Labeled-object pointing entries
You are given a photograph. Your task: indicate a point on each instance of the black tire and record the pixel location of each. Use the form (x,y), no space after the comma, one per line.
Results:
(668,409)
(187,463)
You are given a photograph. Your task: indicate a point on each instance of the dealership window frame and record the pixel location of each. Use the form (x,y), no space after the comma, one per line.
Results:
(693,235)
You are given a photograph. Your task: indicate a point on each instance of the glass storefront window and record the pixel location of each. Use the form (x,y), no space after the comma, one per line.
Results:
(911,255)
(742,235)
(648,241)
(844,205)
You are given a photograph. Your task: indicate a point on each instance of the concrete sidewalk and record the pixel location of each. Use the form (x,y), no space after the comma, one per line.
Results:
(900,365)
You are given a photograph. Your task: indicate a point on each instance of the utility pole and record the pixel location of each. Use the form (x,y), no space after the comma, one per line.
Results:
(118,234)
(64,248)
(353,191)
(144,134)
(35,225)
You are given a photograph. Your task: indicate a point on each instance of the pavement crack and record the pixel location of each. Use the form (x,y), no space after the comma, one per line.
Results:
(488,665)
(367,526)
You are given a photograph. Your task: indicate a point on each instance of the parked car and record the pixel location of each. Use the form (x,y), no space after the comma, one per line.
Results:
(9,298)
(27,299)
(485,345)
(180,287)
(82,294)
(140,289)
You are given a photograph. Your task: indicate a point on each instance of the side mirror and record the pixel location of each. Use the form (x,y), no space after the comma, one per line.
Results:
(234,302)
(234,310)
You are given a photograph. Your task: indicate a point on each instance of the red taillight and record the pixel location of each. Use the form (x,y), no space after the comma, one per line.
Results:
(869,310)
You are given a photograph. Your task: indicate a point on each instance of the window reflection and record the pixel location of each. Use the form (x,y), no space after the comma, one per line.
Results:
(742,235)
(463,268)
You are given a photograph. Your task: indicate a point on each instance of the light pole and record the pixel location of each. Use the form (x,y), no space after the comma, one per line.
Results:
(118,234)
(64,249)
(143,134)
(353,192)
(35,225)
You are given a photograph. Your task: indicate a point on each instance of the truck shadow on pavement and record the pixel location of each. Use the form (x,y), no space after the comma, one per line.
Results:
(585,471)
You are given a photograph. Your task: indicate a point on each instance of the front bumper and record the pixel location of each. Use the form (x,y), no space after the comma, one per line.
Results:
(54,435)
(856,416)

▸ **What the task asks**: Copy out all the lines above, renaming every "Results" as "Points" and leaving everything else untouched.

▸ **Answer to this problem**:
You are given a photograph. Your task: indicate a point on each instance of the black tire and record the pixel location of each. Use the form (x,y), no space after the comma, one per line.
Points:
(668,409)
(187,463)
You are given a photograph. Your task: indicate a point on each instance of the dealership window frame and record the pixel location of each. Use the form (x,y), no space after the comma, one per line.
Points:
(693,235)
You are given a photograph. Your task: indicate a point on each instance of the glass storefront window and record the pixel location of each. Use the form (x,y), no space after the comma, one per line.
Points:
(911,255)
(742,235)
(648,241)
(844,205)
You are given a photograph. Your task: indicate a point on each instance of the concrete sidewalk and record the pixel location of each. Use the form (x,y), no space after the comma, one per line.
Points:
(900,365)
You are given a photograph. Your task: indicate a point on each instance of the utility pole and record the pixel location of each. Use the form (x,y), no space after the comma, one per line.
Points:
(118,234)
(64,248)
(353,191)
(144,134)
(35,225)
You are given a photograph. Your task: indicate a point on each instance of the pavement crack and record the pixel location of each. Use the form (x,y), no space after the comma, one per line.
Points:
(488,665)
(367,526)
You are given a photograph. Your task: indicate a point on each instance of the parked car and record the pixel location of each. Use the form (x,y), no space after the comma, one per line.
Points:
(9,298)
(27,299)
(485,345)
(180,287)
(82,294)
(140,289)
You are given a photograph. Your task: indicate a point on each instance of the side mirror and record the pixel location of each. Use the form (x,y), no space after the comma, one per line.
Points:
(234,302)
(234,310)
You are given a photograph. Your task: indicate a point on each instance of the red taillight and record the pixel location of each. Use the form (x,y), no space after the comma, one per line.
Points:
(869,310)
You are given a photograph. Your task: indicate a point on each instance of the window reflection and record the pixel location of each. Use the form (x,y), no space after the comma, one per line.
Points:
(742,235)
(463,268)
You are given a photograph. Your task: indicate a point on each instance of the light pole and record the pixel location of each. Use the form (x,y), no space after the comma, one per line.
Points:
(118,234)
(64,249)
(143,134)
(353,192)
(35,225)
You are given a photograph. Your task: indicate a point on each instance of the truck shadow on pavement and record the pixel location of each. Use the form (x,y), no space after the comma, one per line.
Points:
(585,471)
You are given a photograph. Your task: indicate a point on each instance of the front bumper and record the pixel location of each. Use the form (x,y), no space after the comma, one per line.
Points:
(54,435)
(856,416)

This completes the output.